Dataset excerpts

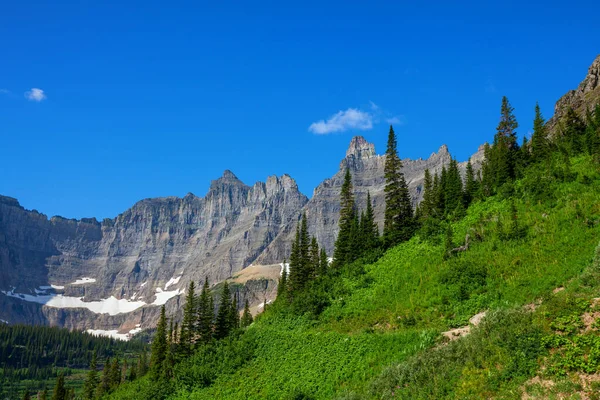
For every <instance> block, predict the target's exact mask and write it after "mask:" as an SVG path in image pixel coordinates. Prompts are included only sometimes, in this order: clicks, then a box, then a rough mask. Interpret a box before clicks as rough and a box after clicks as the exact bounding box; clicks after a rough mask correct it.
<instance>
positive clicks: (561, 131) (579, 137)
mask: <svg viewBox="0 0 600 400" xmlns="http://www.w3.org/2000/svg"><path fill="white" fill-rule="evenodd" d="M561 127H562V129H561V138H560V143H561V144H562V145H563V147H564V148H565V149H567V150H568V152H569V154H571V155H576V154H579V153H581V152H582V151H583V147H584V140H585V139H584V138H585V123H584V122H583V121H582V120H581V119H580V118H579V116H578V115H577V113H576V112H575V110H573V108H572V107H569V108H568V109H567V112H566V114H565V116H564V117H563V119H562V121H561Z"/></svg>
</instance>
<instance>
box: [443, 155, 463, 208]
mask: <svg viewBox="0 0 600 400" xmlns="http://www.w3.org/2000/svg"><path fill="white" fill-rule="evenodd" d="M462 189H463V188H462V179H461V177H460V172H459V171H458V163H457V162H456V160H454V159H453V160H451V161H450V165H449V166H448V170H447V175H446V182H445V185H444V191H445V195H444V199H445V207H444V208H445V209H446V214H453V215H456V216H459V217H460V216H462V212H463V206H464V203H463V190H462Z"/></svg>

==

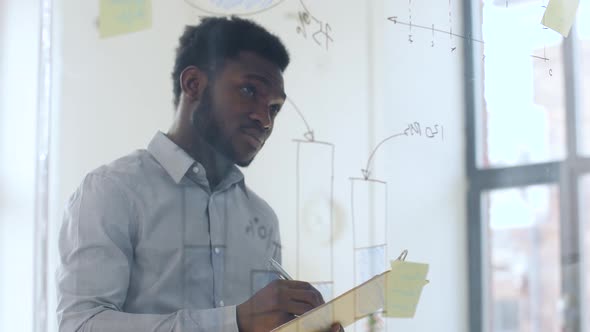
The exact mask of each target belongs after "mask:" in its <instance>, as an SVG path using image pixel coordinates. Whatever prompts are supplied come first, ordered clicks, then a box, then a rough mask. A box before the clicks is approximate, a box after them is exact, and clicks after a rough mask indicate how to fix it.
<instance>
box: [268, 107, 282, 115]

Exercise instructions
Show every line in the entries where the string "target" occurs.

Task output
For every <instance> block, predict the target's exact mask and write it after "mask:" as an SVG path in image pixel coordinates. Prompts are included only sometimes, in this order: clicks, then a box, then a rough mask. Interpret a box before clicks as rough and a box after clicks as the exact bounding box; clicks after a rough mask correct it.
The exact mask of each target belongs after "mask:" in its <instance>, as an SVG path using image pixel coordinates. Whatever prompts are supplied come first, ordered clicks, then a box, then a rough mask. A box before the clicks is approximate, a box after them is exact, and clicks after a rough mask indicate how to fix it.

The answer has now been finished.